ACTIVITY:
Every line of the records that holds the word "porch" should be copied.

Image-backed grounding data
--- START ---

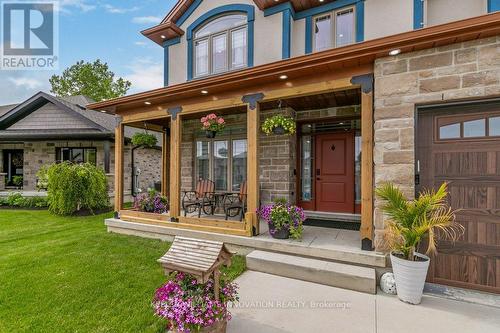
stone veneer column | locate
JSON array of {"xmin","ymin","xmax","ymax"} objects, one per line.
[{"xmin": 373, "ymin": 36, "xmax": 500, "ymax": 249}]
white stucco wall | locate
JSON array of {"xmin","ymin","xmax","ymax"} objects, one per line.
[
  {"xmin": 364, "ymin": 0, "xmax": 414, "ymax": 40},
  {"xmin": 168, "ymin": 0, "xmax": 282, "ymax": 86},
  {"xmin": 425, "ymin": 0, "xmax": 487, "ymax": 27}
]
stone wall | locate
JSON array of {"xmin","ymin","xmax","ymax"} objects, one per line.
[{"xmin": 373, "ymin": 35, "xmax": 500, "ymax": 248}]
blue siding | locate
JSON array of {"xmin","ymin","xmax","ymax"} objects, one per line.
[
  {"xmin": 186, "ymin": 4, "xmax": 255, "ymax": 81},
  {"xmin": 489, "ymin": 0, "xmax": 500, "ymax": 12},
  {"xmin": 355, "ymin": 0, "xmax": 364, "ymax": 42},
  {"xmin": 282, "ymin": 9, "xmax": 292, "ymax": 59},
  {"xmin": 413, "ymin": 0, "xmax": 424, "ymax": 29},
  {"xmin": 305, "ymin": 16, "xmax": 313, "ymax": 54}
]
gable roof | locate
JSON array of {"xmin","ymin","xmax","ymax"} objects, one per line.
[
  {"xmin": 143, "ymin": 0, "xmax": 340, "ymax": 45},
  {"xmin": 0, "ymin": 92, "xmax": 163, "ymax": 144}
]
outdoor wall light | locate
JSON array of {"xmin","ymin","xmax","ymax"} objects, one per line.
[{"xmin": 389, "ymin": 49, "xmax": 401, "ymax": 56}]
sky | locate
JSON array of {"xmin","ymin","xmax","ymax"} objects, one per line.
[{"xmin": 0, "ymin": 0, "xmax": 178, "ymax": 105}]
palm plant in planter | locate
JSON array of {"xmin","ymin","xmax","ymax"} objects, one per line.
[
  {"xmin": 376, "ymin": 182, "xmax": 464, "ymax": 304},
  {"xmin": 261, "ymin": 115, "xmax": 296, "ymax": 136},
  {"xmin": 201, "ymin": 113, "xmax": 225, "ymax": 138}
]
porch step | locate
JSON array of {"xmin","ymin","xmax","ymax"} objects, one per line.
[{"xmin": 246, "ymin": 250, "xmax": 376, "ymax": 294}]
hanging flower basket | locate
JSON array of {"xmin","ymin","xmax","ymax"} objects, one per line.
[
  {"xmin": 262, "ymin": 115, "xmax": 296, "ymax": 136},
  {"xmin": 131, "ymin": 132, "xmax": 158, "ymax": 147},
  {"xmin": 201, "ymin": 113, "xmax": 225, "ymax": 138}
]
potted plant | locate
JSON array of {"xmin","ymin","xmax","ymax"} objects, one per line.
[
  {"xmin": 258, "ymin": 199, "xmax": 305, "ymax": 240},
  {"xmin": 376, "ymin": 182, "xmax": 464, "ymax": 304},
  {"xmin": 261, "ymin": 115, "xmax": 296, "ymax": 136},
  {"xmin": 12, "ymin": 175, "xmax": 23, "ymax": 189},
  {"xmin": 134, "ymin": 189, "xmax": 169, "ymax": 214},
  {"xmin": 153, "ymin": 271, "xmax": 239, "ymax": 333},
  {"xmin": 131, "ymin": 132, "xmax": 158, "ymax": 147},
  {"xmin": 201, "ymin": 113, "xmax": 225, "ymax": 138}
]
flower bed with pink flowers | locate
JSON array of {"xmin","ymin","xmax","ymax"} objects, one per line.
[{"xmin": 153, "ymin": 272, "xmax": 239, "ymax": 333}]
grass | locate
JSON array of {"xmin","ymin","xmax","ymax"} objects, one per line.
[{"xmin": 0, "ymin": 210, "xmax": 246, "ymax": 333}]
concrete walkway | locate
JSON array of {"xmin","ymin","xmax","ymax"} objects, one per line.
[{"xmin": 228, "ymin": 271, "xmax": 500, "ymax": 333}]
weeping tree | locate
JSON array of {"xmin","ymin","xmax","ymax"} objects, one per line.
[{"xmin": 46, "ymin": 162, "xmax": 109, "ymax": 215}]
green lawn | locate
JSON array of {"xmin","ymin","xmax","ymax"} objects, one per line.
[{"xmin": 0, "ymin": 210, "xmax": 245, "ymax": 333}]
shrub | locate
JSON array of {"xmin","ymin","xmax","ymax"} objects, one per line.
[
  {"xmin": 131, "ymin": 132, "xmax": 158, "ymax": 147},
  {"xmin": 47, "ymin": 162, "xmax": 109, "ymax": 215},
  {"xmin": 12, "ymin": 175, "xmax": 23, "ymax": 188},
  {"xmin": 134, "ymin": 189, "xmax": 168, "ymax": 214},
  {"xmin": 36, "ymin": 165, "xmax": 50, "ymax": 190},
  {"xmin": 0, "ymin": 192, "xmax": 49, "ymax": 208}
]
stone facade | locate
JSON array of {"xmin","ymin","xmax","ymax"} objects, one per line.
[
  {"xmin": 0, "ymin": 140, "xmax": 161, "ymax": 196},
  {"xmin": 373, "ymin": 36, "xmax": 500, "ymax": 248}
]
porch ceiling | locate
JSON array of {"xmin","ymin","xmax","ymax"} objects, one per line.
[
  {"xmin": 260, "ymin": 89, "xmax": 361, "ymax": 111},
  {"xmin": 89, "ymin": 12, "xmax": 500, "ymax": 115}
]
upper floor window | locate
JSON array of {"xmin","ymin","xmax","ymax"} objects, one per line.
[
  {"xmin": 194, "ymin": 14, "xmax": 248, "ymax": 78},
  {"xmin": 313, "ymin": 7, "xmax": 355, "ymax": 52}
]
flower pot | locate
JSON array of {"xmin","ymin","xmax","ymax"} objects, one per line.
[
  {"xmin": 206, "ymin": 130, "xmax": 217, "ymax": 138},
  {"xmin": 272, "ymin": 126, "xmax": 286, "ymax": 135},
  {"xmin": 269, "ymin": 225, "xmax": 290, "ymax": 239},
  {"xmin": 170, "ymin": 319, "xmax": 227, "ymax": 333},
  {"xmin": 390, "ymin": 252, "xmax": 430, "ymax": 305}
]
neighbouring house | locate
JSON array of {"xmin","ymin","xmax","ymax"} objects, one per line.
[
  {"xmin": 0, "ymin": 91, "xmax": 162, "ymax": 200},
  {"xmin": 90, "ymin": 0, "xmax": 500, "ymax": 294}
]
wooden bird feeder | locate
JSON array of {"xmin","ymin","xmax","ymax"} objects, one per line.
[{"xmin": 158, "ymin": 236, "xmax": 232, "ymax": 300}]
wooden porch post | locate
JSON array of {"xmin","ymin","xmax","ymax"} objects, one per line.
[
  {"xmin": 168, "ymin": 107, "xmax": 182, "ymax": 220},
  {"xmin": 161, "ymin": 129, "xmax": 169, "ymax": 196},
  {"xmin": 353, "ymin": 74, "xmax": 374, "ymax": 251},
  {"xmin": 114, "ymin": 117, "xmax": 124, "ymax": 216},
  {"xmin": 243, "ymin": 93, "xmax": 264, "ymax": 236}
]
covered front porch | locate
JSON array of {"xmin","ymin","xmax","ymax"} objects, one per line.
[{"xmin": 109, "ymin": 64, "xmax": 375, "ymax": 250}]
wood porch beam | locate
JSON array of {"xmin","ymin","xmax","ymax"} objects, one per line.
[
  {"xmin": 354, "ymin": 74, "xmax": 374, "ymax": 251},
  {"xmin": 119, "ymin": 76, "xmax": 357, "ymax": 123},
  {"xmin": 114, "ymin": 118, "xmax": 124, "ymax": 216},
  {"xmin": 161, "ymin": 130, "xmax": 169, "ymax": 196},
  {"xmin": 169, "ymin": 110, "xmax": 182, "ymax": 220},
  {"xmin": 244, "ymin": 93, "xmax": 263, "ymax": 235}
]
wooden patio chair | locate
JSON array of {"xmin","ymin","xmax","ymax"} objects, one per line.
[
  {"xmin": 223, "ymin": 181, "xmax": 247, "ymax": 221},
  {"xmin": 182, "ymin": 179, "xmax": 216, "ymax": 218}
]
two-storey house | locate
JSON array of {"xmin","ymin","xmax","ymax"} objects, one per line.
[{"xmin": 91, "ymin": 0, "xmax": 500, "ymax": 294}]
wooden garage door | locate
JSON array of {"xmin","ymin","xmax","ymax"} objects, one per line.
[{"xmin": 417, "ymin": 102, "xmax": 500, "ymax": 294}]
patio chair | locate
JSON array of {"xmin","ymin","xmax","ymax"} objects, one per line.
[
  {"xmin": 182, "ymin": 179, "xmax": 216, "ymax": 218},
  {"xmin": 223, "ymin": 181, "xmax": 247, "ymax": 221}
]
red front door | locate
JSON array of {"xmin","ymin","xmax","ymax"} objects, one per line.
[{"xmin": 315, "ymin": 132, "xmax": 355, "ymax": 213}]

--- END ---

EXERCISE ANSWER:
porch step | locate
porch ceiling | locate
wooden porch post | locate
covered front porch | locate
wood porch beam | locate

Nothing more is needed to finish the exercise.